Information given –
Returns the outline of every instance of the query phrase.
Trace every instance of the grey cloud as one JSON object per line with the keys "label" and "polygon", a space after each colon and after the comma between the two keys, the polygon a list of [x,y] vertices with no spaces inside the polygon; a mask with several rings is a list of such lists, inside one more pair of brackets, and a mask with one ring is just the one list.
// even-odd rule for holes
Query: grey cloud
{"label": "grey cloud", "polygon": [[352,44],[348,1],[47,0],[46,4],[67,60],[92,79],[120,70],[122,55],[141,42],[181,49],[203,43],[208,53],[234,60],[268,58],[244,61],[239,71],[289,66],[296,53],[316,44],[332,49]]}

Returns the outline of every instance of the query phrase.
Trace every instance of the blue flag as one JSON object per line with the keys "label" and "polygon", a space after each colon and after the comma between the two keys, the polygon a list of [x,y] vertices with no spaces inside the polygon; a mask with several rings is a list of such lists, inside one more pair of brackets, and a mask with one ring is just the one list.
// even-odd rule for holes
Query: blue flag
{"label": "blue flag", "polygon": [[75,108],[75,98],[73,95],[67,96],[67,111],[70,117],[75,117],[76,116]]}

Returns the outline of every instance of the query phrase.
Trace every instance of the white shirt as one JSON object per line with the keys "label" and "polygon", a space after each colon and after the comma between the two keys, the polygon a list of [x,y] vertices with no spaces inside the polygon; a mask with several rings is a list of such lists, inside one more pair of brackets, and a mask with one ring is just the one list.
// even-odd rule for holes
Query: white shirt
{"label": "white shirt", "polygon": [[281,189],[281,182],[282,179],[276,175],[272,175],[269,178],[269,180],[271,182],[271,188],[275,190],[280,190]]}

Task to carry out –
Put every line of the data above into a Markdown table with the columns Row and Line, numbering the rows and leaving out blank lines.

Task answer –
| Row | Line |
|---|---|
| 1 | Returns the outline of every instance of the query phrase. |
| 2 | Trace every instance of the grey cloud as one JSON object per line with the keys "label" and "polygon", a space after each colon and after the comma between the two keys, the polygon a list of [x,y] vertices with no spaces inside the polygon; a mask with several rings is a list of such lists, inside one more pair of brackets, and a mask with one ring is just the one list. |
| 3 | // even-odd rule for holes |
| 4 | Query: grey cloud |
| 5 | {"label": "grey cloud", "polygon": [[352,44],[348,1],[47,0],[46,4],[67,60],[92,79],[120,70],[122,55],[141,42],[181,49],[203,43],[208,53],[234,60],[268,58],[244,61],[239,71],[289,66],[296,53],[316,44],[332,49]]} |
| 6 | Returns the outline of every instance of the query phrase. |
| 7 | Trace every instance of the blue flag as one JSON object per line with the keys "label" and "polygon", a space after each colon and after the comma between the two keys, the polygon a list of [x,y] vertices with no spaces inside the polygon; a mask with several rings is a list of such lists, inside one more pair of brackets, and a mask with one ring is just the one list. |
| 8 | // even-odd rule for holes |
| 9 | Query: blue flag |
| 10 | {"label": "blue flag", "polygon": [[75,108],[75,98],[73,95],[67,96],[67,111],[70,117],[75,117],[76,116]]} |
| 11 | Returns the outline of every instance of the query phrase. |
| 12 | Trace every instance of the white shirt as one JSON object per line with the keys "label" and "polygon", a space after each colon and after the comma between the two keys, the polygon a list of [x,y] vertices with no spaces inside the polygon; a mask with several rings is a list of such lists, inside one more pair of brackets, and a mask with one ring is just the one list. |
| 13 | // even-odd rule for holes |
| 14 | Query: white shirt |
| 15 | {"label": "white shirt", "polygon": [[281,189],[281,182],[282,179],[276,175],[272,175],[269,178],[269,180],[271,182],[271,188],[275,190],[280,190]]} |